* _OBJECTIVE_:
Please copy out every line of the material below word for word, leaving the pictures out of your answer.

* _STORED RECORDS_:
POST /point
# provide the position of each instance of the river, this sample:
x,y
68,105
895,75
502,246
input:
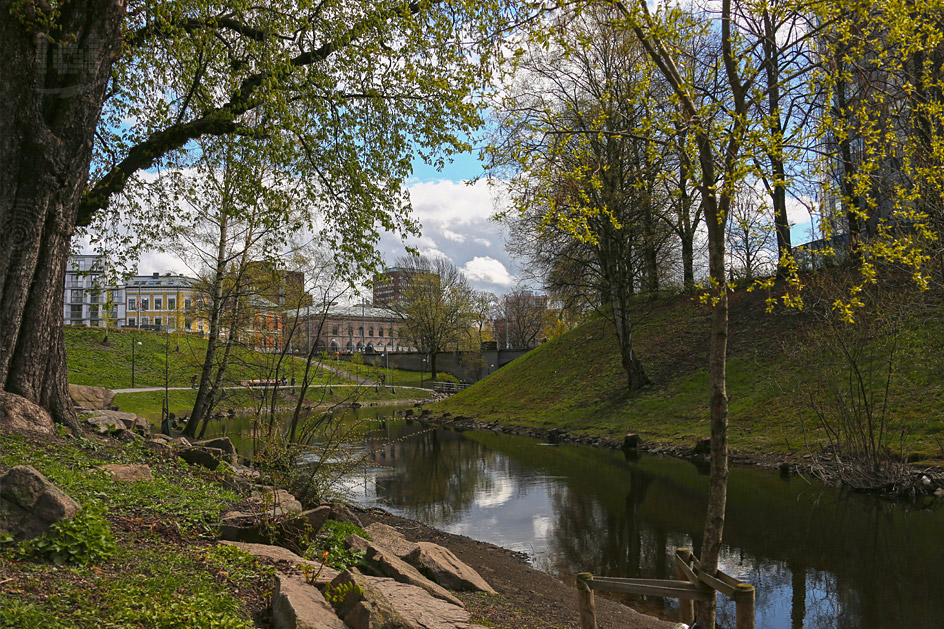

* _EXERCISE OUTPUT_:
POST /point
# provide the position of each instance of the river, this sample:
x,y
68,105
895,75
502,246
input:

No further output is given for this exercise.